* WRITTEN REQUEST: Output the lines of the records below as a JSON list of strings, one string per line and no blank lines, starting at the line that contains "Where can you find the bear front" and ending at the line that contains "point(196, 78)", with both of those lines included. Leave the pictures out.

Location identification items
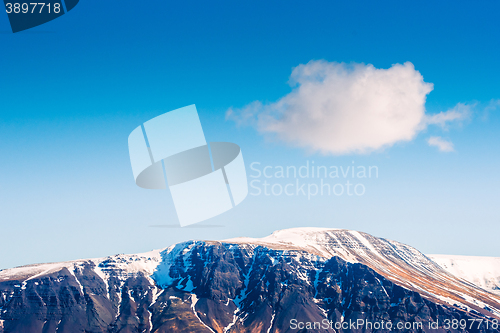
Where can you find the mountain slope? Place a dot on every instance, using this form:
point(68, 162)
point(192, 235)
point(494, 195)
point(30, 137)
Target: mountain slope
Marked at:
point(243, 285)
point(482, 271)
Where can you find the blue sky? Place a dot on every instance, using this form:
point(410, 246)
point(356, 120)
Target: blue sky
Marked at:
point(73, 89)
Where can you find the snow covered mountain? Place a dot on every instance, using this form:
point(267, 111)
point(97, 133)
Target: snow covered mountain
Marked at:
point(482, 271)
point(247, 285)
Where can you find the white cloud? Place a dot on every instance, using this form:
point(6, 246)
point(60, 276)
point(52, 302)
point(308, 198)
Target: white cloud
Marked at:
point(336, 108)
point(442, 144)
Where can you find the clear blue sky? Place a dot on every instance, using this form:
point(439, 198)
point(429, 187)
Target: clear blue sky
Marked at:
point(73, 89)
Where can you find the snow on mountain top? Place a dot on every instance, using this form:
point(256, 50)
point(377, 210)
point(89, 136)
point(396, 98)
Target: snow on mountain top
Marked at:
point(481, 271)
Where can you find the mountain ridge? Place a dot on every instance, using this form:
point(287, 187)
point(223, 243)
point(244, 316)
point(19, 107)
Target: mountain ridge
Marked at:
point(239, 285)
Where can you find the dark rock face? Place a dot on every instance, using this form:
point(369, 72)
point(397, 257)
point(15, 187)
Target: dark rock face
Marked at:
point(219, 287)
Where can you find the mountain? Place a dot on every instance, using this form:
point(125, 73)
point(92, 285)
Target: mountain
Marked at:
point(280, 283)
point(482, 271)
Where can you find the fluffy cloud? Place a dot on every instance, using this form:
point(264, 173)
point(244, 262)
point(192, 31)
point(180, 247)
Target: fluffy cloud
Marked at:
point(336, 108)
point(442, 144)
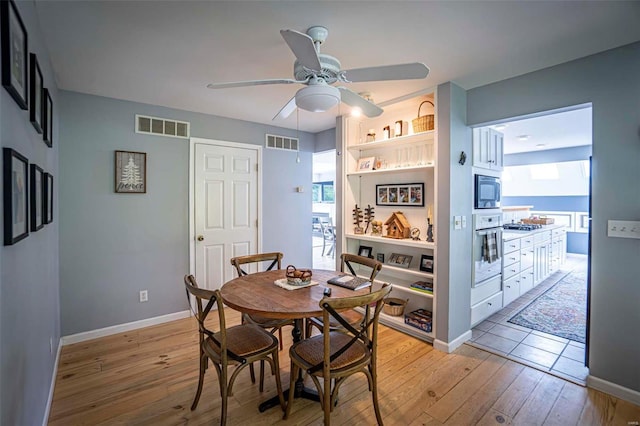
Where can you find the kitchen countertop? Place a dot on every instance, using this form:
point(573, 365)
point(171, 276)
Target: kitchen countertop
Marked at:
point(511, 234)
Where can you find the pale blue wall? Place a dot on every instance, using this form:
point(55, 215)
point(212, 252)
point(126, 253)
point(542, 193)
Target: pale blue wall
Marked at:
point(113, 245)
point(611, 82)
point(29, 308)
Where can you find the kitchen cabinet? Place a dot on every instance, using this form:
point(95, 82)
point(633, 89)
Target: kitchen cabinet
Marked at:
point(488, 148)
point(529, 259)
point(400, 162)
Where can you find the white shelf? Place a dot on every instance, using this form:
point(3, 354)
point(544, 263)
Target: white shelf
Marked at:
point(398, 324)
point(399, 141)
point(391, 170)
point(413, 292)
point(407, 242)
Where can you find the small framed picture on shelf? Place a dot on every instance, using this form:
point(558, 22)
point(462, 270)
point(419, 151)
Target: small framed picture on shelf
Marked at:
point(365, 251)
point(400, 260)
point(426, 263)
point(366, 164)
point(404, 194)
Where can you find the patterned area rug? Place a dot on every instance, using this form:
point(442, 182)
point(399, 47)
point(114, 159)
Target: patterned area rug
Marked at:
point(561, 310)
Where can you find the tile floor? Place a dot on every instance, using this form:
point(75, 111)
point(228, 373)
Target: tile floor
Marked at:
point(559, 356)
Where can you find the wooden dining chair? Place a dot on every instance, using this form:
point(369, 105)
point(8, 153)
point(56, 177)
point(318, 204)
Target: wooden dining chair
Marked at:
point(238, 346)
point(331, 357)
point(353, 264)
point(242, 265)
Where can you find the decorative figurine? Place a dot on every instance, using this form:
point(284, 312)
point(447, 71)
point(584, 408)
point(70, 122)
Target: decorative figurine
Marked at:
point(357, 219)
point(368, 216)
point(415, 234)
point(376, 228)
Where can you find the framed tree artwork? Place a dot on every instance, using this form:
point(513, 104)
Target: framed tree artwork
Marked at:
point(15, 196)
point(36, 197)
point(36, 114)
point(14, 53)
point(48, 198)
point(47, 133)
point(131, 172)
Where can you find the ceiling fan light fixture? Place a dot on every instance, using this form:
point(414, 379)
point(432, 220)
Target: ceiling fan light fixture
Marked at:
point(317, 98)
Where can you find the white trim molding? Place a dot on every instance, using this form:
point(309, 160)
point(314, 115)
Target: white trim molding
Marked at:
point(47, 409)
point(115, 329)
point(449, 347)
point(613, 389)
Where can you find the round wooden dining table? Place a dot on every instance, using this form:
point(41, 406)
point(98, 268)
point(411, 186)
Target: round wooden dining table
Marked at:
point(258, 294)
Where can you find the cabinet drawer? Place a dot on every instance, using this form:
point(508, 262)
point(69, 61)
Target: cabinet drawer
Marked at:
point(487, 289)
point(512, 245)
point(510, 258)
point(526, 242)
point(526, 280)
point(486, 308)
point(542, 236)
point(511, 290)
point(526, 258)
point(510, 271)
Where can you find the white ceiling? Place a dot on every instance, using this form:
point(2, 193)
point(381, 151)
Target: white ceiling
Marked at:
point(165, 53)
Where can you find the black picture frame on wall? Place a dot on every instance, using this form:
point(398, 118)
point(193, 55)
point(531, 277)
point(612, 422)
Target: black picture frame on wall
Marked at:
point(15, 68)
point(36, 197)
point(47, 134)
point(15, 196)
point(36, 110)
point(47, 206)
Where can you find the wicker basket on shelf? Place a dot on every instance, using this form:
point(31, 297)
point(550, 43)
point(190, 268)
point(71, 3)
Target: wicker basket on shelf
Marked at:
point(425, 122)
point(394, 306)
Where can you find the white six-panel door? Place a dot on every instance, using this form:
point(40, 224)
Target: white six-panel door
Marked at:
point(225, 210)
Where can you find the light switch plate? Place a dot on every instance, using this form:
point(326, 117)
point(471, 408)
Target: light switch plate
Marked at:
point(457, 222)
point(623, 228)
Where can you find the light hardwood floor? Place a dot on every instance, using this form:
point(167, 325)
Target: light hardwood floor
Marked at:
point(149, 377)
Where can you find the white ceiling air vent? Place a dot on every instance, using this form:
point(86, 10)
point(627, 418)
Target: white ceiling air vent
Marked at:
point(162, 126)
point(281, 142)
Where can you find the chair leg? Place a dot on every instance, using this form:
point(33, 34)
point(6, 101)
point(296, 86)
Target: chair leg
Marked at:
point(326, 401)
point(374, 395)
point(292, 385)
point(203, 366)
point(276, 367)
point(261, 387)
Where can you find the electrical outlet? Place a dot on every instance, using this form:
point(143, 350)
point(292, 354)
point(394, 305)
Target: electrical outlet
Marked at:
point(623, 229)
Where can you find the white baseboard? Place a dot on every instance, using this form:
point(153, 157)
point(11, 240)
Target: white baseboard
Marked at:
point(613, 389)
point(47, 409)
point(449, 347)
point(108, 331)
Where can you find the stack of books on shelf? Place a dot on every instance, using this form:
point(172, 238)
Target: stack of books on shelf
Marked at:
point(422, 286)
point(420, 318)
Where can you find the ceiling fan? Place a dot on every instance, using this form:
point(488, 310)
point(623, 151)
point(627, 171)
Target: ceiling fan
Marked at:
point(318, 72)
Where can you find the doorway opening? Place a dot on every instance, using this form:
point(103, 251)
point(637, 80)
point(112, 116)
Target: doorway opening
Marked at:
point(546, 177)
point(324, 210)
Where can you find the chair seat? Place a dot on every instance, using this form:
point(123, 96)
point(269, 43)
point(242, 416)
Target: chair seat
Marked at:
point(351, 316)
point(265, 322)
point(243, 340)
point(310, 352)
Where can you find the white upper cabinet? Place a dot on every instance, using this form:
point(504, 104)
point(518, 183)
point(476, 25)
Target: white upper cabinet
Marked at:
point(487, 148)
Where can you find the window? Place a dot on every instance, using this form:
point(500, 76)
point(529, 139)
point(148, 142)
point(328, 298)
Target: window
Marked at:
point(323, 192)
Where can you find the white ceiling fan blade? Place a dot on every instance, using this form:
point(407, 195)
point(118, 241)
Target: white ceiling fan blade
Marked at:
point(252, 83)
point(388, 72)
point(286, 110)
point(351, 98)
point(302, 46)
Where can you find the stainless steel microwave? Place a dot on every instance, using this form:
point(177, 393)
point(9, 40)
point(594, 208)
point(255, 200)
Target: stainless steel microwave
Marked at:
point(487, 192)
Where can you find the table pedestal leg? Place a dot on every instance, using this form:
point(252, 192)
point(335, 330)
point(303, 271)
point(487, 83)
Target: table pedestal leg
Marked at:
point(299, 390)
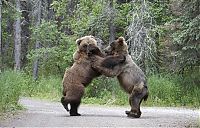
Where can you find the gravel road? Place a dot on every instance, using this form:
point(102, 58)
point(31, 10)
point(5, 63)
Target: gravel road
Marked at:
point(40, 113)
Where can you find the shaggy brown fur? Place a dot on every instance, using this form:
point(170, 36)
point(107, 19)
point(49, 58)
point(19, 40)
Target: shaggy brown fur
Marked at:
point(80, 75)
point(129, 75)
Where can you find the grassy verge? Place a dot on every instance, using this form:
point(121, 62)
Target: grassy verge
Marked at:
point(165, 90)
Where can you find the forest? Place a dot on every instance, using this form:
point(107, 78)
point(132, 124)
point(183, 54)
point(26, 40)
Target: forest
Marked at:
point(37, 42)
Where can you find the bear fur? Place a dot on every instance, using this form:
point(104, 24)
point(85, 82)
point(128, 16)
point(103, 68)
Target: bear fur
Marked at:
point(77, 77)
point(129, 75)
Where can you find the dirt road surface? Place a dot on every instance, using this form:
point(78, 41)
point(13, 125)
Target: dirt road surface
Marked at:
point(41, 113)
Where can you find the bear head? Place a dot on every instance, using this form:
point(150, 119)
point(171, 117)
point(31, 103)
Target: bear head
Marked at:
point(118, 46)
point(83, 42)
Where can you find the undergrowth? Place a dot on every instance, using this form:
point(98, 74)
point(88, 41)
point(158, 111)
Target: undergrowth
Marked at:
point(164, 90)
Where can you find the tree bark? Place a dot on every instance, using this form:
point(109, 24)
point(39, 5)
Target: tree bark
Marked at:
point(17, 39)
point(25, 31)
point(37, 44)
point(0, 38)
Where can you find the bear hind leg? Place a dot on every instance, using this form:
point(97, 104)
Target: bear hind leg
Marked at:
point(64, 103)
point(74, 108)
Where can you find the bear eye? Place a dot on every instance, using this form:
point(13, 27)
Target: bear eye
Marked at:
point(85, 45)
point(112, 44)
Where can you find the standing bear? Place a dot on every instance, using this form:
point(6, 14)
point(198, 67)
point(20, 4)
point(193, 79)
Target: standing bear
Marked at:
point(129, 75)
point(77, 77)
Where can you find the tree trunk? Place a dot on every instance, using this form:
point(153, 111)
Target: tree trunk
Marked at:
point(111, 23)
point(37, 44)
point(25, 31)
point(0, 38)
point(17, 39)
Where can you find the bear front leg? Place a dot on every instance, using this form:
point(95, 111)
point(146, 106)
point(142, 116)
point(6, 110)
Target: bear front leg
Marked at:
point(74, 108)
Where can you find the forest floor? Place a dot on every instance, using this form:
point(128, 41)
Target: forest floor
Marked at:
point(41, 113)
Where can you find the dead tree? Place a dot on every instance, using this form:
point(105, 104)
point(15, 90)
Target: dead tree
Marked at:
point(17, 38)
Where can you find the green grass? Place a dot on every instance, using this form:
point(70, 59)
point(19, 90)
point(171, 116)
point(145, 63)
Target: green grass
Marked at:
point(164, 90)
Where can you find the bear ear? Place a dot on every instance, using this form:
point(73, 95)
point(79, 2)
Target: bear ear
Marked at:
point(92, 36)
point(121, 40)
point(78, 41)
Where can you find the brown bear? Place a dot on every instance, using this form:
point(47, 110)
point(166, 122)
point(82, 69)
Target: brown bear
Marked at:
point(129, 75)
point(77, 77)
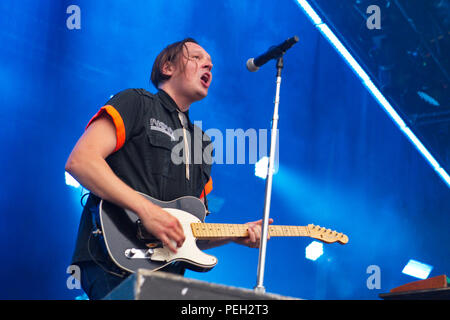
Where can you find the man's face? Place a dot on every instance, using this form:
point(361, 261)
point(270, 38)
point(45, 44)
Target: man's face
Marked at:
point(196, 78)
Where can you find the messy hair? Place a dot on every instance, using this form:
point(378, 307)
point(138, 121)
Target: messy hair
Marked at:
point(171, 53)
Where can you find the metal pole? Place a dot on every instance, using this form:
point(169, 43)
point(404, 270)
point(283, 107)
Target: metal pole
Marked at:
point(273, 139)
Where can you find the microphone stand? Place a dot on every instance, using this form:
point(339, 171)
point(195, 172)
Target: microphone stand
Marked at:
point(259, 288)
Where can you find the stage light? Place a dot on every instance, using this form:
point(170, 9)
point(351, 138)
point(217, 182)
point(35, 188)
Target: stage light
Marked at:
point(314, 250)
point(262, 168)
point(417, 269)
point(326, 31)
point(70, 181)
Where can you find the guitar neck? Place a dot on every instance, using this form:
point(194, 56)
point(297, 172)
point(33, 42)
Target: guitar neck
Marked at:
point(222, 230)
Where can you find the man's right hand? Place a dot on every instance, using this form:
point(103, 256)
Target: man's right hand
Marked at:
point(163, 226)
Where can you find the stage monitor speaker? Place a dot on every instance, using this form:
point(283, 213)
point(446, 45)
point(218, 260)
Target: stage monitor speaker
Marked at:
point(150, 285)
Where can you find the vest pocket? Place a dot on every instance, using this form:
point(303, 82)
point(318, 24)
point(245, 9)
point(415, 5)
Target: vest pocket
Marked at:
point(159, 157)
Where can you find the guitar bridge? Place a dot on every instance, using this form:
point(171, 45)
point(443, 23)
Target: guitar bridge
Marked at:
point(134, 253)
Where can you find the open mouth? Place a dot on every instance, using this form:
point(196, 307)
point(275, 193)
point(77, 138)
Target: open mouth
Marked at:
point(205, 79)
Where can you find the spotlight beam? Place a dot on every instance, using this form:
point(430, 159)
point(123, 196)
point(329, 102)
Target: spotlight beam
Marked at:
point(331, 37)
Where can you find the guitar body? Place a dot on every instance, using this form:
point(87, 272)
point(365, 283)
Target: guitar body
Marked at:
point(131, 247)
point(131, 252)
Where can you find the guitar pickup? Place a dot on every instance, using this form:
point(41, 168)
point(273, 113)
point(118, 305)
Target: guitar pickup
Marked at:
point(142, 234)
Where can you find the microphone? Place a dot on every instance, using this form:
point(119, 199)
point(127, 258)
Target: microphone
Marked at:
point(274, 52)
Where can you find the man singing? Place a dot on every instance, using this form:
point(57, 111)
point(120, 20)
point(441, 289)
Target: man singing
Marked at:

* EXERCISE ANSWER:
[
  "Where can you find the bear front leg? Place a dot on every instance, using this form:",
  "point(95, 111)",
  "point(146, 106)",
  "point(142, 116)",
  "point(6, 110)",
  "Target: bear front leg",
  "Marked at:",
  "point(74, 108)",
  "Where can you find the forest floor? Place a dot on every instance, using this form:",
  "point(128, 41)",
  "Target: forest floor",
  "Marked at:",
  "point(41, 113)",
  "Where can you find the dead tree? Place a dot on every instance, using this form:",
  "point(105, 104)",
  "point(15, 90)",
  "Target: dead tree",
  "Marked at:",
  "point(17, 38)",
  "Where can you find the green grass? Place a dot on every instance, using this form:",
  "point(70, 59)",
  "point(19, 90)",
  "point(171, 116)",
  "point(145, 63)",
  "Target: green grass",
  "Marked at:",
  "point(164, 90)",
  "Where can you find the bear ear? Place a dot on every instance, using this form:",
  "point(73, 95)",
  "point(79, 2)",
  "Target: bear ear",
  "Marked at:",
  "point(92, 36)",
  "point(121, 40)",
  "point(78, 41)",
  "Where can you find the brown bear? Place a dot on every instance, using this form:",
  "point(47, 110)",
  "point(166, 122)",
  "point(82, 69)",
  "Target: brown bear",
  "Marked at:",
  "point(129, 75)",
  "point(77, 77)",
  "Where can you find the man's face? Place a dot on every instance, using this form:",
  "point(361, 261)",
  "point(270, 38)",
  "point(45, 44)",
  "Target: man's face",
  "Marked at:",
  "point(196, 78)"
]